• _Required action_: Please look for the string "jacket" below and report every line in which it occurs.

• _Supplied data_:
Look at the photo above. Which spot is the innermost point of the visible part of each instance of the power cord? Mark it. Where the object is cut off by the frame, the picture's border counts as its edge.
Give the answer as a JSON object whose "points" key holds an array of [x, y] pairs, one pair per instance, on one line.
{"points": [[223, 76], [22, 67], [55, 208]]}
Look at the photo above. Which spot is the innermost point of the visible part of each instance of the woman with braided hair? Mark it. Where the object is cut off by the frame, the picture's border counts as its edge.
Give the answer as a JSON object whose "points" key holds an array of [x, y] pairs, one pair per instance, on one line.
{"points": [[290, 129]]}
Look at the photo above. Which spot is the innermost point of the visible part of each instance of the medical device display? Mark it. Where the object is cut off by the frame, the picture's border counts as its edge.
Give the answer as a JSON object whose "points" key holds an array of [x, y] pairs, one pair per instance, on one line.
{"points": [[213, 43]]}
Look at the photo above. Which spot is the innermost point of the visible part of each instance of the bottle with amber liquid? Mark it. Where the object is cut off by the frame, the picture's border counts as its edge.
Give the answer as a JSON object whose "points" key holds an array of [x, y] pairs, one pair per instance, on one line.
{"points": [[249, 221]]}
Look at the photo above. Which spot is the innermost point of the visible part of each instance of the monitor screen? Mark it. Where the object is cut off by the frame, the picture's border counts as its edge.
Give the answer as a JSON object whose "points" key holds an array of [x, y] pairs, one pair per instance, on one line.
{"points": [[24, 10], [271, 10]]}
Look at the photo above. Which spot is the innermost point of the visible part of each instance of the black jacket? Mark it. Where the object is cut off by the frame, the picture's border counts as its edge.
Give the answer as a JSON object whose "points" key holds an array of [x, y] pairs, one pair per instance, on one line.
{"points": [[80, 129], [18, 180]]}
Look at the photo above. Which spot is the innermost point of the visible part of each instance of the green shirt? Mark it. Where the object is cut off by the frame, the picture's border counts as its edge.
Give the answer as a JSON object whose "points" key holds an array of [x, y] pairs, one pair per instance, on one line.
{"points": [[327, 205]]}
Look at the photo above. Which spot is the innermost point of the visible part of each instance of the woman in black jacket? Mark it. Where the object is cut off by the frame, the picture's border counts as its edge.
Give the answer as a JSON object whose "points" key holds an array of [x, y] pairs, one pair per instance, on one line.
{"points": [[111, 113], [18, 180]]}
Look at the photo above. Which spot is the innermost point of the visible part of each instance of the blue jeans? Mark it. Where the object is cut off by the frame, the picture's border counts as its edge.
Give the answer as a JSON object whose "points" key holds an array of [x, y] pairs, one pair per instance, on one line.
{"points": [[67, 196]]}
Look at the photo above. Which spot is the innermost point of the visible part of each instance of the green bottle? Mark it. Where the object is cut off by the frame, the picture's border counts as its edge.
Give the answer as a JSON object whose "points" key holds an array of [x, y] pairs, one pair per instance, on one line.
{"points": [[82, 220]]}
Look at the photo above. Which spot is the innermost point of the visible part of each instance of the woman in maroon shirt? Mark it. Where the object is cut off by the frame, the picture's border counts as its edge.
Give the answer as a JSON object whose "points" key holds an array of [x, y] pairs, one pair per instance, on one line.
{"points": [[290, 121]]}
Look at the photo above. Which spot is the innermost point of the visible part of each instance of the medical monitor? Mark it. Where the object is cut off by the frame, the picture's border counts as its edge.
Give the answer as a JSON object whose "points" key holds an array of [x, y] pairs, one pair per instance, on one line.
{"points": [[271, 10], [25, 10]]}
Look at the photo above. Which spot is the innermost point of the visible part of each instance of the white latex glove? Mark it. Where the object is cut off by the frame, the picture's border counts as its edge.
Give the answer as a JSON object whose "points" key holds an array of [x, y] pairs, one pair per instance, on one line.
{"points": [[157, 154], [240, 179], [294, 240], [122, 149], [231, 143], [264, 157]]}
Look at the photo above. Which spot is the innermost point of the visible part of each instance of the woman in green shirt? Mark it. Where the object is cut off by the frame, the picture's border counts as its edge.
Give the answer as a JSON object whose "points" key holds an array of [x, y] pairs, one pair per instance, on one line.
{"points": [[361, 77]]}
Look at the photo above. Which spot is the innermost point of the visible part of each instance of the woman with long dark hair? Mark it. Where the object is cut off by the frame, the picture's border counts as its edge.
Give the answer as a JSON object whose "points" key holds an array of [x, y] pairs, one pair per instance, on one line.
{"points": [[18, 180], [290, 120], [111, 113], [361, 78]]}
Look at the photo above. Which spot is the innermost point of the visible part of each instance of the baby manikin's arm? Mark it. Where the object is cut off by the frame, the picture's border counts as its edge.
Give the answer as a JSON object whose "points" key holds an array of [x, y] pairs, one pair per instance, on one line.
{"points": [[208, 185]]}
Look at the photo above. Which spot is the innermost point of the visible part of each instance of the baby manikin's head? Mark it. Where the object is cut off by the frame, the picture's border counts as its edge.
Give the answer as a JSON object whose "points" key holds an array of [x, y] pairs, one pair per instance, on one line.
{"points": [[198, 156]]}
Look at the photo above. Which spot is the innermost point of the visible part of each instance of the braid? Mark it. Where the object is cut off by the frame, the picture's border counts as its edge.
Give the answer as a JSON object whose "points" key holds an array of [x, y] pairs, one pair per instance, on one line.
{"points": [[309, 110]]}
==
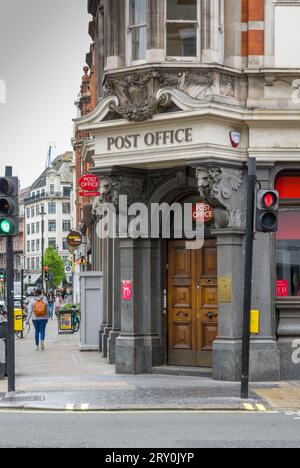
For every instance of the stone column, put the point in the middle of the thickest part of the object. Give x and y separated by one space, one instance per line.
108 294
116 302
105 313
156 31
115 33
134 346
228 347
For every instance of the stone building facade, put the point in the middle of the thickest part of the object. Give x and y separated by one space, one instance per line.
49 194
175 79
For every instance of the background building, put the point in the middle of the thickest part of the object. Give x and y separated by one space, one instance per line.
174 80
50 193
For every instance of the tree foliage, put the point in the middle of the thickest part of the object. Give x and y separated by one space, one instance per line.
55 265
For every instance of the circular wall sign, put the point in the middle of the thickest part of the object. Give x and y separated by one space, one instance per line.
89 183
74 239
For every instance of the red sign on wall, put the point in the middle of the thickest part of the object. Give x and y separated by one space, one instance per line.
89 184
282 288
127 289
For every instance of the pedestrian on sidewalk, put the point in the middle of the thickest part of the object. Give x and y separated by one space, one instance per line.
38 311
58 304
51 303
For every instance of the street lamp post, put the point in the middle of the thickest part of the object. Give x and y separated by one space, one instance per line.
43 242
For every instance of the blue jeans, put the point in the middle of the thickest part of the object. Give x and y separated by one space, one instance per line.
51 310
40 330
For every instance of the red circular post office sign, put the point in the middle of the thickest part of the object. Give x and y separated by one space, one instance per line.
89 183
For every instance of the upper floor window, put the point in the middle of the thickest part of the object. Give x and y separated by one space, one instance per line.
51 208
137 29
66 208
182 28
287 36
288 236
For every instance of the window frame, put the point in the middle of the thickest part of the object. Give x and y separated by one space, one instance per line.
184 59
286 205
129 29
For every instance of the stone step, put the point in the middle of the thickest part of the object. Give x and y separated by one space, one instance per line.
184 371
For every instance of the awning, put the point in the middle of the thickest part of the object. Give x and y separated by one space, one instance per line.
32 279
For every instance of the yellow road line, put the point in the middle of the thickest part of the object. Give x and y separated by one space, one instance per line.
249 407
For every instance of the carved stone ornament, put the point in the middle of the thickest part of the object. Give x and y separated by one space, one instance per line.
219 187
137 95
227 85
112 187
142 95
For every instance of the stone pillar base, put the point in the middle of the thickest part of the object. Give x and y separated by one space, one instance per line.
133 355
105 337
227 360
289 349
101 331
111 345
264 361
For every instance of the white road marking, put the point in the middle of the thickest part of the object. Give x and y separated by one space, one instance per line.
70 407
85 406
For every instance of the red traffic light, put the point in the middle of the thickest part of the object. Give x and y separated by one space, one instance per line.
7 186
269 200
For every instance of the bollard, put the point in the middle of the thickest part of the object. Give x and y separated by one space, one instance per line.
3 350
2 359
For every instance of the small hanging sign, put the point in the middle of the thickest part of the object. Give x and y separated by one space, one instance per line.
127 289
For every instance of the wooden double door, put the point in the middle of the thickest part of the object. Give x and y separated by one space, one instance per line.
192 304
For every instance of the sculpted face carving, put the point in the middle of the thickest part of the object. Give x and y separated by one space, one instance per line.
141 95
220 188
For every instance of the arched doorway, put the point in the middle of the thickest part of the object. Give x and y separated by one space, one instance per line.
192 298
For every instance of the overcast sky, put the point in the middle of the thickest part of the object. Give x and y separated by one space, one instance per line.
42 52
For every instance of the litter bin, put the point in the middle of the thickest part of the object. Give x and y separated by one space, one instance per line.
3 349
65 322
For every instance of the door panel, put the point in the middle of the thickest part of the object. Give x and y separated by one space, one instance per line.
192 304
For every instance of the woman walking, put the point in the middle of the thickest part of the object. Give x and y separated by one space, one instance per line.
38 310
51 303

• _Worked solution_:
Look at the photo above. Which spot is the innermost point of the visible part of each instance of the black jacket? Mark it. Where the object is cut off by the frame, the picture's border counts as its edge.
Look at the photo above. Which spot is the innermost point of the visible part of each instance of the woman in black jacket? Mark it. Where the object is cut off by the frame, the picture's border counts as its edge.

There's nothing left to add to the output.